> Your goal:
Filter the entries below down to the lines that hold "pink".

Dataset entries
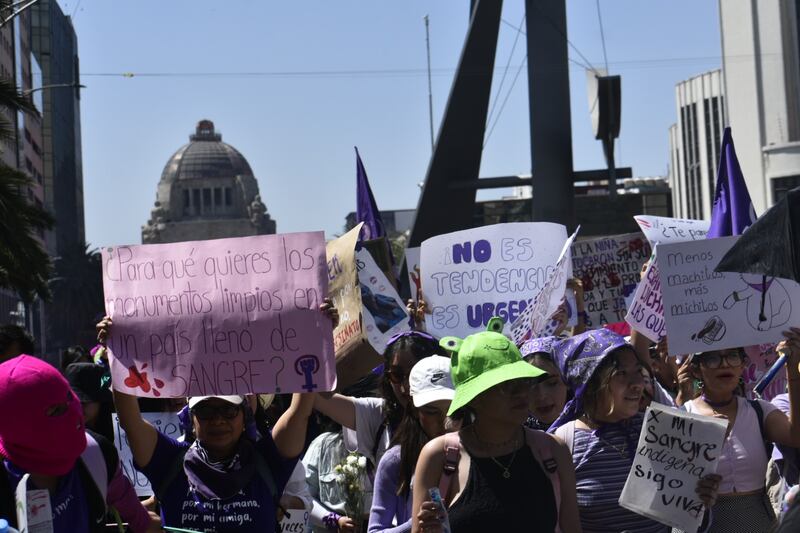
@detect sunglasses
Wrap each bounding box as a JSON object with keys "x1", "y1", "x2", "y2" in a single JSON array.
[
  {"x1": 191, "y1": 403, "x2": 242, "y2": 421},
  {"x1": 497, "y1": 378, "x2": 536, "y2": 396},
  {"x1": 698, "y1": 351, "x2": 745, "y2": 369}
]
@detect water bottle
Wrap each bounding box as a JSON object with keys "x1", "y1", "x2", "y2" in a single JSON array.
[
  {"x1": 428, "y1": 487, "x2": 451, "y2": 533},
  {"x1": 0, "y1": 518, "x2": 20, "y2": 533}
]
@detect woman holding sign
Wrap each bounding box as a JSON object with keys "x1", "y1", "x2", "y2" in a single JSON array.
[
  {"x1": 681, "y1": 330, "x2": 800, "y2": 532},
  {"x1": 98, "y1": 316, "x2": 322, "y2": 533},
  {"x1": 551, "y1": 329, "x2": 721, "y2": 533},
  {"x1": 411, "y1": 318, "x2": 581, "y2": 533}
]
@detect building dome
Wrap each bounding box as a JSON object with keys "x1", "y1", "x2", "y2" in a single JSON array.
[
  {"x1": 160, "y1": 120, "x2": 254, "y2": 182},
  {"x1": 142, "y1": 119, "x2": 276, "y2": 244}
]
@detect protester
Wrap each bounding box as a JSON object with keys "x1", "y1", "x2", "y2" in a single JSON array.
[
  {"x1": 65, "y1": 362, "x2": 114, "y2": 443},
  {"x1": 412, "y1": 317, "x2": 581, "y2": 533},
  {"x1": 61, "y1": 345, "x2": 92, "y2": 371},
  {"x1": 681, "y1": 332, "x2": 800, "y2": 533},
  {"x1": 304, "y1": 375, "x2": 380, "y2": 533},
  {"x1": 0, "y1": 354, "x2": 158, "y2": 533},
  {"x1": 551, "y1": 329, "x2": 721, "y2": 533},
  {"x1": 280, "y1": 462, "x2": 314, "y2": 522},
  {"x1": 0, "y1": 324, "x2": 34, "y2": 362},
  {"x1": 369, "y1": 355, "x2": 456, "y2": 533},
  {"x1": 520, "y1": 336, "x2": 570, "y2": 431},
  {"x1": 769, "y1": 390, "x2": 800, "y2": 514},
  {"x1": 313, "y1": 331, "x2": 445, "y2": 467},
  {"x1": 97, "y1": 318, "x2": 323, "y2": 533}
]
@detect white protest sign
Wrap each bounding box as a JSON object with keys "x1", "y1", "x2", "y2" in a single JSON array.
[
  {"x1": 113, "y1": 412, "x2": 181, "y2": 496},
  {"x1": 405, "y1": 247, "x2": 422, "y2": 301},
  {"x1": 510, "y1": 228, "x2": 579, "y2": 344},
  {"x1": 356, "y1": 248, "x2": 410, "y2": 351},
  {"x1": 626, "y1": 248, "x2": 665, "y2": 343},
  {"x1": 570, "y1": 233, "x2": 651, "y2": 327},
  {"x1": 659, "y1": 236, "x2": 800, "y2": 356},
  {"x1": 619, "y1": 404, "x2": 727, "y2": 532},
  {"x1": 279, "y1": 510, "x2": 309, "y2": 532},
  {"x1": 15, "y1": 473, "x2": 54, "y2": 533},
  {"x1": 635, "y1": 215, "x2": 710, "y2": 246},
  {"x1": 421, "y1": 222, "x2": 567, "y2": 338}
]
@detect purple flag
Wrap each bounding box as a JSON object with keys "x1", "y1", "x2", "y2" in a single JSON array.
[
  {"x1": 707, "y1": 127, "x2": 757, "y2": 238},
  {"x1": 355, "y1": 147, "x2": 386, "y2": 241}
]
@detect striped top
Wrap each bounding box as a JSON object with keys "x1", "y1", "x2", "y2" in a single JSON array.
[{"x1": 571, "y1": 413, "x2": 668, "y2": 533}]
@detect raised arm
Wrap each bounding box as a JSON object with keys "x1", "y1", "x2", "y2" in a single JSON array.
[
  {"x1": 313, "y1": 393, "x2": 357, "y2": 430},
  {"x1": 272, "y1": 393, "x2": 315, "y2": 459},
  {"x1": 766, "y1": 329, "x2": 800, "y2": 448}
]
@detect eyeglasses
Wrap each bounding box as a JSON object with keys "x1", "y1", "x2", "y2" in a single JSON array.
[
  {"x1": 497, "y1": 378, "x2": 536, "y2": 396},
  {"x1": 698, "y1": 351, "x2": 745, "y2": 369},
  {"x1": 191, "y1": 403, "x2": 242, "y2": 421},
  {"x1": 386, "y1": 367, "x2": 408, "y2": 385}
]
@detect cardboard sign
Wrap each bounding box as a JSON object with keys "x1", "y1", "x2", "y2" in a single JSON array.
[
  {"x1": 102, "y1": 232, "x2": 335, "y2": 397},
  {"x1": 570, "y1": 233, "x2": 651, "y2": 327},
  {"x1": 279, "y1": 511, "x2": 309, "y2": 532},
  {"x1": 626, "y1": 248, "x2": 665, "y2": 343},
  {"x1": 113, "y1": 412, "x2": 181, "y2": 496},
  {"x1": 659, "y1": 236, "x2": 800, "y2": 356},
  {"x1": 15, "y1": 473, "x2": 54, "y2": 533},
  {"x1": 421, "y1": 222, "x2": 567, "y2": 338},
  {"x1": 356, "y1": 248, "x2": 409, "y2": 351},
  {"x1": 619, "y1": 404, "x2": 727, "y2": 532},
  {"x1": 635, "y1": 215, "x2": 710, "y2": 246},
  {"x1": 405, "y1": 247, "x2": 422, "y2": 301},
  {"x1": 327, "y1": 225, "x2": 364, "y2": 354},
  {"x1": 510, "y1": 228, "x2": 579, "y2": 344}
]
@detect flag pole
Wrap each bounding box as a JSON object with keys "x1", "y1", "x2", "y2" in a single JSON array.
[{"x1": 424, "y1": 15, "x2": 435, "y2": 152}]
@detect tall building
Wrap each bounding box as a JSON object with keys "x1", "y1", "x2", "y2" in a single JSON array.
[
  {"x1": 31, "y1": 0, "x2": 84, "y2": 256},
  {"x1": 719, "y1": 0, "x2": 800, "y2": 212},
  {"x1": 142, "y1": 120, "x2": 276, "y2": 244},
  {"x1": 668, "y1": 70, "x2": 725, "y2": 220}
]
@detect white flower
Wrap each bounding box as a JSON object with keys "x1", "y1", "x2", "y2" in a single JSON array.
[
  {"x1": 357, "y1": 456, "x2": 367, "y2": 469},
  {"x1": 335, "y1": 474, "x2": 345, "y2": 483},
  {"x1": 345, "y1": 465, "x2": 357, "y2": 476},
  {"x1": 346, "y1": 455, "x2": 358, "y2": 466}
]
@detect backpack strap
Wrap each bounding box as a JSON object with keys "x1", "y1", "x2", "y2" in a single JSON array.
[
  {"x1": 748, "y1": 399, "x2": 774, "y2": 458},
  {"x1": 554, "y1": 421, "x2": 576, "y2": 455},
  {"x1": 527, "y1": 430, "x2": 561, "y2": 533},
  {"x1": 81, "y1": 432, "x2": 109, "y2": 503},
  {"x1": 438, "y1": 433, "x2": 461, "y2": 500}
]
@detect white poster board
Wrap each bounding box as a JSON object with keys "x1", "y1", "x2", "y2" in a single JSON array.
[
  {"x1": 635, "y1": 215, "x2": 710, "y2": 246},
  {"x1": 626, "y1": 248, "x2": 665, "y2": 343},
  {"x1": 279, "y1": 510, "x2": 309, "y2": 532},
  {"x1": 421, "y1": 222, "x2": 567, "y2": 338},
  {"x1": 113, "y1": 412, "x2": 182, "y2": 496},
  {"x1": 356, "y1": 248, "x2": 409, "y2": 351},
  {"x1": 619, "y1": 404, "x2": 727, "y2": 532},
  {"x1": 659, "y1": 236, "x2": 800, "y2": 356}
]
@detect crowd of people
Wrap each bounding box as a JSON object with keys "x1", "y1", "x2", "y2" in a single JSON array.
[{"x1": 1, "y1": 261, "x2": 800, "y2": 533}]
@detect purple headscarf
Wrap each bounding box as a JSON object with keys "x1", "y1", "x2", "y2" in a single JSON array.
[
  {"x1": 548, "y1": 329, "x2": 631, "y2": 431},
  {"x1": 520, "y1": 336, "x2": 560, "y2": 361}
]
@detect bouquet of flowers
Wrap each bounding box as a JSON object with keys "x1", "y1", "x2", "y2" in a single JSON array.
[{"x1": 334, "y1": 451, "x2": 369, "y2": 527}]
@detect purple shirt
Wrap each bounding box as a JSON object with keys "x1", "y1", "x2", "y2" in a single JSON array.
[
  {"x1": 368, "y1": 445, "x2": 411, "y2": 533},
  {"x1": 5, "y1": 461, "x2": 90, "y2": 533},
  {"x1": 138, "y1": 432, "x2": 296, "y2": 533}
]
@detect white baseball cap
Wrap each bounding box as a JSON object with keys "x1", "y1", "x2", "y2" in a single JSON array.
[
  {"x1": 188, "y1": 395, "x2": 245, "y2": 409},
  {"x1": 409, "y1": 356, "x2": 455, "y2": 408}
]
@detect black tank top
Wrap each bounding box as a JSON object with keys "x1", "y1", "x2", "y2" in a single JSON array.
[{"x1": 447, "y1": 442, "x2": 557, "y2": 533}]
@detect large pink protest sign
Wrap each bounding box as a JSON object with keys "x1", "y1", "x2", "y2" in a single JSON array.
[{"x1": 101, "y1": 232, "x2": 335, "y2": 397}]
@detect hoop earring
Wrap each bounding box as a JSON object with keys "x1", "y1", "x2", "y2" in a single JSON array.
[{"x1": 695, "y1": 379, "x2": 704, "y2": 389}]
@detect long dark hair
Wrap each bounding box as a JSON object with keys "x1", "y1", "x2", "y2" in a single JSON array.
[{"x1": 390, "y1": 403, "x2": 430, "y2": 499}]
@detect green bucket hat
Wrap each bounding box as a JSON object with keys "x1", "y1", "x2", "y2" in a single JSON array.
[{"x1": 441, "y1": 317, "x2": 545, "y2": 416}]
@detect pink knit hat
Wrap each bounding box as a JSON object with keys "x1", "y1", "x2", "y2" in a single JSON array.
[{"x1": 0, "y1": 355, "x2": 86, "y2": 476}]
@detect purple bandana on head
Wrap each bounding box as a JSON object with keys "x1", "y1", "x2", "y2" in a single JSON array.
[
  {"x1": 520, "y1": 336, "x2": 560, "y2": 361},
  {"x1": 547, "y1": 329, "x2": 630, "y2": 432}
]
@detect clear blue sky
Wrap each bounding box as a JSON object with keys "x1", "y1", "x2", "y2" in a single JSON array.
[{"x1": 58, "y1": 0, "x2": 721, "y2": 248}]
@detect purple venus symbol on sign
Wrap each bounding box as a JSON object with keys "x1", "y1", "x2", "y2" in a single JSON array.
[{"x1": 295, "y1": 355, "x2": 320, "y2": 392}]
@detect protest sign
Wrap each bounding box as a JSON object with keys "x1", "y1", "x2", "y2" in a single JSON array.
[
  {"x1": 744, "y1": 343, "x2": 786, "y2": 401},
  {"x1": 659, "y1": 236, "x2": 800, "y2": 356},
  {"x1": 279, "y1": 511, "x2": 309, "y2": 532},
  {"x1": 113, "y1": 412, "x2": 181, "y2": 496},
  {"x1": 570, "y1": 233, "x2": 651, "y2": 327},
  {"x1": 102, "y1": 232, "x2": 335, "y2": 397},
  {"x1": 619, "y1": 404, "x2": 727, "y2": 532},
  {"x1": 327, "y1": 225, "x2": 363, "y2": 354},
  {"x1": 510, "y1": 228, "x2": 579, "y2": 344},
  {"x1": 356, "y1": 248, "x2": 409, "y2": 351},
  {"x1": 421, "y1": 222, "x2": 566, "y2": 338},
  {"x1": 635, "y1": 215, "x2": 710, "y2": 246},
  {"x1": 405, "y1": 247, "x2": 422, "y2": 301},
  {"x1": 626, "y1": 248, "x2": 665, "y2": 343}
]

> Response area:
@detect large pink protest sign
@detect pink knit hat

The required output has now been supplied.